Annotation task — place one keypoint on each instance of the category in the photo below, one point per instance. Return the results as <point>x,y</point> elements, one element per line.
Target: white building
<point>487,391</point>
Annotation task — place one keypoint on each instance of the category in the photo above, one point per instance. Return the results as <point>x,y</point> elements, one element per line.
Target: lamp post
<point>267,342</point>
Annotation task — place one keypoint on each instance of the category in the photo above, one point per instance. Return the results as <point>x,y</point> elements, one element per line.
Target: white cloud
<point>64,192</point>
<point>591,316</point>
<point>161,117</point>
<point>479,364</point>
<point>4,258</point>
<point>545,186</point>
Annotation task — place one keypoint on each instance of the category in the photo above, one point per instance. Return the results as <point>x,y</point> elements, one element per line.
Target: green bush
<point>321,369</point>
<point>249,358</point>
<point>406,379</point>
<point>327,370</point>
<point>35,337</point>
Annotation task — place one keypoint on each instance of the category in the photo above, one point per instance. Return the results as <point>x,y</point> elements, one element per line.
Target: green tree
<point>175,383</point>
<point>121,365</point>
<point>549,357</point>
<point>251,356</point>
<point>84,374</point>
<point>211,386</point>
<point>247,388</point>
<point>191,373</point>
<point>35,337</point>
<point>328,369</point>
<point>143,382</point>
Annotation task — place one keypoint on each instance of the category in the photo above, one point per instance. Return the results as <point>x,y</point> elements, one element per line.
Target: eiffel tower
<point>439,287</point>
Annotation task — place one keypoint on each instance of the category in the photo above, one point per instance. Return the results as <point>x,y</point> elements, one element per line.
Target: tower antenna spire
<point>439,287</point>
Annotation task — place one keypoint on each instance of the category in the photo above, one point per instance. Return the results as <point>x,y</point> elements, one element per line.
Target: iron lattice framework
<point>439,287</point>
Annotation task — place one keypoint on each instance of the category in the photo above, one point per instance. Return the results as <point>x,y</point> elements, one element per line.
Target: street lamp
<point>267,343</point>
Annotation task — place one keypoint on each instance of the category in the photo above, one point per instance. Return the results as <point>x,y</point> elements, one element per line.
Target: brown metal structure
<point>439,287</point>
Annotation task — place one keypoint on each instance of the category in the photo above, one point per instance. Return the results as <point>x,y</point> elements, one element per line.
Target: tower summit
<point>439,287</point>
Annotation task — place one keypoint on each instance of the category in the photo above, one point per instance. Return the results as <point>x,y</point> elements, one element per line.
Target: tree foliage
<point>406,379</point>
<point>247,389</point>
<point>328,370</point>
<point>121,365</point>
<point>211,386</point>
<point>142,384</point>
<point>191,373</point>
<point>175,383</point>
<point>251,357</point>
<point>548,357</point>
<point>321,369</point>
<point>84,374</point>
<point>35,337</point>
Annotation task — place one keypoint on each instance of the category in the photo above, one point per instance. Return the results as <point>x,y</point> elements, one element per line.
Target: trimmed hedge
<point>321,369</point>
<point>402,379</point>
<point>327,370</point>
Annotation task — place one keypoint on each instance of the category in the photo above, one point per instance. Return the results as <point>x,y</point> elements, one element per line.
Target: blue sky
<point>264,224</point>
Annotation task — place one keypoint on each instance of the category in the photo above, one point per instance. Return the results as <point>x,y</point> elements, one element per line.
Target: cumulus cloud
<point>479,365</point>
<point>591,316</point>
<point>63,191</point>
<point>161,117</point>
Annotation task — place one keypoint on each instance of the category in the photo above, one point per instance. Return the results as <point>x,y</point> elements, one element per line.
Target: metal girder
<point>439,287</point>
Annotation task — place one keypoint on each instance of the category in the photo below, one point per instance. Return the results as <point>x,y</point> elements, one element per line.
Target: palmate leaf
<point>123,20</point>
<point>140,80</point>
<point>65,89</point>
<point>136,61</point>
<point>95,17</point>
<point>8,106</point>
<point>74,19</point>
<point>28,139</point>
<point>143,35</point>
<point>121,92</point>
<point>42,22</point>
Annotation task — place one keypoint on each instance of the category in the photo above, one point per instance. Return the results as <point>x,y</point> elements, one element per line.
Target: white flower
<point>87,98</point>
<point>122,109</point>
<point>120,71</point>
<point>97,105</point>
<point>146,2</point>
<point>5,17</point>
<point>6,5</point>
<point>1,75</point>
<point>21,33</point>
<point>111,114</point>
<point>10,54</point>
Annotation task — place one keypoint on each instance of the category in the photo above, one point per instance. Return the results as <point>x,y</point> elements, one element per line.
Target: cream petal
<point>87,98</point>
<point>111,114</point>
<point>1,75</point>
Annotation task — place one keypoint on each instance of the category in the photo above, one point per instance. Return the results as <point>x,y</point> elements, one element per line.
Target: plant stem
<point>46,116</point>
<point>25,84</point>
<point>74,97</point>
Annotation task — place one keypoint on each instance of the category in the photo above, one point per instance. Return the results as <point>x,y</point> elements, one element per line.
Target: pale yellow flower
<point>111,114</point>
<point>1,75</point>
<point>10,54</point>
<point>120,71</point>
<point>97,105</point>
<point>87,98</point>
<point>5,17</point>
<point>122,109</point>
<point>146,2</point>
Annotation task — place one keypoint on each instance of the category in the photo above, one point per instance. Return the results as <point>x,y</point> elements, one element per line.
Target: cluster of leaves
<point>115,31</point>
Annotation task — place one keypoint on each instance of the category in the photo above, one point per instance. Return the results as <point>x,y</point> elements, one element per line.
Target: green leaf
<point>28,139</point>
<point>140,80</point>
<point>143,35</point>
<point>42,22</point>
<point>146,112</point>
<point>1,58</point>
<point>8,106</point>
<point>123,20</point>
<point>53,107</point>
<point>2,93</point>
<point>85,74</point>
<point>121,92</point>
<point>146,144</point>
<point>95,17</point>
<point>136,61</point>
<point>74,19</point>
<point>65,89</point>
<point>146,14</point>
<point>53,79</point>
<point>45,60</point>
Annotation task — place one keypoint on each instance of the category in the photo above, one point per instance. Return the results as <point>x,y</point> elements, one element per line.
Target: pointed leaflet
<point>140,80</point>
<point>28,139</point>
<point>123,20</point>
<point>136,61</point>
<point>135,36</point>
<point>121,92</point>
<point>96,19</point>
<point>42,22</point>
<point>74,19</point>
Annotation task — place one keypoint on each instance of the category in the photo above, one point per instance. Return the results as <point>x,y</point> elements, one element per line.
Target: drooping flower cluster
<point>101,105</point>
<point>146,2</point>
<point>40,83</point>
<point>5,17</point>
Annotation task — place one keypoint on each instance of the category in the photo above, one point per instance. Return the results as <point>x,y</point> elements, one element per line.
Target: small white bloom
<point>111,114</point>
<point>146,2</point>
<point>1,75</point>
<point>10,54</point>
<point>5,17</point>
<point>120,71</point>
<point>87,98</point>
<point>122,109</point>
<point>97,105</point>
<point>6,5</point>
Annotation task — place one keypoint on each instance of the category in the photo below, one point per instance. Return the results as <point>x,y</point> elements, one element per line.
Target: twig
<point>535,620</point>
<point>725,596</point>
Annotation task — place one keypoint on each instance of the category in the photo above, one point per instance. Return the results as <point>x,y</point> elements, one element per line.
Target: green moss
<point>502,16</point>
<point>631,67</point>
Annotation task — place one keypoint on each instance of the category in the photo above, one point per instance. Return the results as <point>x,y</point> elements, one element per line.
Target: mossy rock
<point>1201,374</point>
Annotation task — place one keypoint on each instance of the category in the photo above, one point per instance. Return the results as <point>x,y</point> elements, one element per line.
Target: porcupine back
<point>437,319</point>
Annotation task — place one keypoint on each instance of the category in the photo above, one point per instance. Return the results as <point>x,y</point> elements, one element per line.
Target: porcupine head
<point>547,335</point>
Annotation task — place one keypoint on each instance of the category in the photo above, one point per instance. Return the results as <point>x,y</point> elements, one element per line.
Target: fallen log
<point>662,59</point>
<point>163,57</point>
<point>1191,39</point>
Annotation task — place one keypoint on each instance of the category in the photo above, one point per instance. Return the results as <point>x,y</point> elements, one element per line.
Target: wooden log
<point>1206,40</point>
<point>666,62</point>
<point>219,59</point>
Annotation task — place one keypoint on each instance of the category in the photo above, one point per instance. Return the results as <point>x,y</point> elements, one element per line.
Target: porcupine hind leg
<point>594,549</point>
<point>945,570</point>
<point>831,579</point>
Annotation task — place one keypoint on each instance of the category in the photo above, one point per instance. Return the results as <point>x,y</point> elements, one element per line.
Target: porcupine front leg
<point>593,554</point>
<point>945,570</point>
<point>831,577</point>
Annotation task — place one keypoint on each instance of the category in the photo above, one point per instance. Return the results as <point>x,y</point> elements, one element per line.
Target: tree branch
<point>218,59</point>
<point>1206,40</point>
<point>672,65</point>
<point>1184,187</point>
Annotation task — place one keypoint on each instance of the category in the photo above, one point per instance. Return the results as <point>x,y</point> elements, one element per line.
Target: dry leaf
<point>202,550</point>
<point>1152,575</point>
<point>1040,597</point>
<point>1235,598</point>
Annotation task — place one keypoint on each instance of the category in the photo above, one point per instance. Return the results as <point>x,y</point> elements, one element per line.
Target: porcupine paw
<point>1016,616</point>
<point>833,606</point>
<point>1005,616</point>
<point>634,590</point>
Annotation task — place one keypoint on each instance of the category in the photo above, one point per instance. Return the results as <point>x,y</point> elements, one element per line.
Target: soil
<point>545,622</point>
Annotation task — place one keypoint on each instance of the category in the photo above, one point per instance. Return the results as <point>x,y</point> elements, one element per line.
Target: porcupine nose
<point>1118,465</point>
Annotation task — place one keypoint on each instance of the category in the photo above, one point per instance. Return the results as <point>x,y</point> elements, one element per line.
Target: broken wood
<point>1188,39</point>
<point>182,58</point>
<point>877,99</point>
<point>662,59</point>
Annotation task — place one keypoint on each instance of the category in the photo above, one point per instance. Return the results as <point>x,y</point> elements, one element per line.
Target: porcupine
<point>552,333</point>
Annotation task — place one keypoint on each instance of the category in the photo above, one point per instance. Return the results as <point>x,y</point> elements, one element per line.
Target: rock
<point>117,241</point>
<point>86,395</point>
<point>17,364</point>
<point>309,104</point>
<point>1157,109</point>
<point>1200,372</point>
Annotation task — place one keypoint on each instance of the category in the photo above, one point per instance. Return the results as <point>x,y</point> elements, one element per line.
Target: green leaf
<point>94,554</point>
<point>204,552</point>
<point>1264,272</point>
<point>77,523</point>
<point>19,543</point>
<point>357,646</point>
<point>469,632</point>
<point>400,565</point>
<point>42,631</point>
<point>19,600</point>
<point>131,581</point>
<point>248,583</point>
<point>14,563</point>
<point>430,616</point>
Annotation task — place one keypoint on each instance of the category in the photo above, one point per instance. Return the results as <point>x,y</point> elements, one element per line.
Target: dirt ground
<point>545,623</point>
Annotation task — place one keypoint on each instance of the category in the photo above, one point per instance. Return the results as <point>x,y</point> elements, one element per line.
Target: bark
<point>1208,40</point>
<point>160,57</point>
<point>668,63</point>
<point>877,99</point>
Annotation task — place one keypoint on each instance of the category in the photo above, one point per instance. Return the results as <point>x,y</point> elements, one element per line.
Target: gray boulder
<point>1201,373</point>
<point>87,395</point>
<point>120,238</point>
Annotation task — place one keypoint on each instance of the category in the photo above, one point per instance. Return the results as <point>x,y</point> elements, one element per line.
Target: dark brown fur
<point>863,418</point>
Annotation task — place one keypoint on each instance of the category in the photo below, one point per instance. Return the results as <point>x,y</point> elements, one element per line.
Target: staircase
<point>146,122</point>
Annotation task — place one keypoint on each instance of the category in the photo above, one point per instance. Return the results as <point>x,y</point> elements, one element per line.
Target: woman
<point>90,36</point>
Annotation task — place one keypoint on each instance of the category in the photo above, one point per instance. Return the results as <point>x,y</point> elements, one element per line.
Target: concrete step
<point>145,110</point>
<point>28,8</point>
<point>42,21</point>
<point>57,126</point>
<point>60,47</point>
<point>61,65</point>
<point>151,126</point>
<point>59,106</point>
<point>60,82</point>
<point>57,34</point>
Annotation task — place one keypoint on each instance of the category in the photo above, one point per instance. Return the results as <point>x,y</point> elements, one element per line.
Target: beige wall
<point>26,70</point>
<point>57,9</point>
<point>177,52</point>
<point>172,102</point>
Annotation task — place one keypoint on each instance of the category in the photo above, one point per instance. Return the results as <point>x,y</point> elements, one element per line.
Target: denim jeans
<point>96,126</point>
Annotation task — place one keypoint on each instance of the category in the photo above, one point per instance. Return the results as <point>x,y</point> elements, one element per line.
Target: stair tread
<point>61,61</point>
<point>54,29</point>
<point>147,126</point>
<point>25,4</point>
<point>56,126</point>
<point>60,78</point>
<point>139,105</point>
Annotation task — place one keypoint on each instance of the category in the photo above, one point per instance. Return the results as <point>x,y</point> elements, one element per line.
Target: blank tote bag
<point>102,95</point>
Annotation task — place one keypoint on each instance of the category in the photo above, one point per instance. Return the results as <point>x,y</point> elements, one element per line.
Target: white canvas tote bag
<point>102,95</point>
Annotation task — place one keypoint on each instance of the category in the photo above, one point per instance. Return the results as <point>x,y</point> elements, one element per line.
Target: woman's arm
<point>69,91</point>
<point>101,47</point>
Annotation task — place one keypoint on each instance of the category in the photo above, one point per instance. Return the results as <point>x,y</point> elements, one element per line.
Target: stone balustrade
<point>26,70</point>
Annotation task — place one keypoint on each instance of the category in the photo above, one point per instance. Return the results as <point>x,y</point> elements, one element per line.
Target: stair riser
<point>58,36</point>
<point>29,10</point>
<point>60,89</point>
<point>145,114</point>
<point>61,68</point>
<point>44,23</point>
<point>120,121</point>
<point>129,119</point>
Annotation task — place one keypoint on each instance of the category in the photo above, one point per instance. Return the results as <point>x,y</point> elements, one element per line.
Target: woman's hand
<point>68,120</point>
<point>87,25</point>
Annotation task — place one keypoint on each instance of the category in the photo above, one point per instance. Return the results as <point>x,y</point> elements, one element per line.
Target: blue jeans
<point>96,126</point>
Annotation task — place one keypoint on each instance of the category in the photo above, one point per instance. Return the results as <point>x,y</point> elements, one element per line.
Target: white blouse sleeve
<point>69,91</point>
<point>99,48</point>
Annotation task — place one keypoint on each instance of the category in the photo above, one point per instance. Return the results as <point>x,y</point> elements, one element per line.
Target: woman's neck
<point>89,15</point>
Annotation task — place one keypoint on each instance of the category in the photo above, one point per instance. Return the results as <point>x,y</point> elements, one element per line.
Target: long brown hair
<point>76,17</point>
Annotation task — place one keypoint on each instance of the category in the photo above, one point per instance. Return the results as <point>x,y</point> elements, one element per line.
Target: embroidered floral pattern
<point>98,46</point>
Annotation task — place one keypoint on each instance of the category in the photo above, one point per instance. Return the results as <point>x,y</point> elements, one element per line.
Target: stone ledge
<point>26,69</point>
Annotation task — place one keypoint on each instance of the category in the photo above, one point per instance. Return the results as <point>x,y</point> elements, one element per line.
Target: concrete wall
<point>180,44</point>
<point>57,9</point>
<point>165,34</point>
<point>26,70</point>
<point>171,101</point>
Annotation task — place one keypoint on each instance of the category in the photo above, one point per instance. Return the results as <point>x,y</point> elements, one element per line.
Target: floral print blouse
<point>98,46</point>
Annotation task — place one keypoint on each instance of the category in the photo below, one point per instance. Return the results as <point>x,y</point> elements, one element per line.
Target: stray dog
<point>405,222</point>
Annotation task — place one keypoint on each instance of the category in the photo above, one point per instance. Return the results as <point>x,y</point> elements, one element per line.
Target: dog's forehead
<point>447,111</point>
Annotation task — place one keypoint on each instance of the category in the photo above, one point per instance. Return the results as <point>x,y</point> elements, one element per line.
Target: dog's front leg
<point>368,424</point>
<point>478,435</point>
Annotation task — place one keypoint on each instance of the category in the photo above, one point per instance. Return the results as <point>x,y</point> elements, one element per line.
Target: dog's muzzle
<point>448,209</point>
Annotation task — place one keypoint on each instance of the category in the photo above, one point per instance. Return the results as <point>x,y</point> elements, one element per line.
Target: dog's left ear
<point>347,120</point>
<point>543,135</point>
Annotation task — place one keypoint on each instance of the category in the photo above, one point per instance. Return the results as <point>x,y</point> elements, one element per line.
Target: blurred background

******

• **What is expected**:
Copy the material from its first line through the line containing "<point>487,391</point>", with "white building" swapped for "pale building" and all else left unchanged.

• **Task response**:
Annotation task — place one keypoint on each instance of the category in the photo below, one point per instance. Return the results as <point>x,y</point> elements, one element per line.
Target: pale building
<point>487,391</point>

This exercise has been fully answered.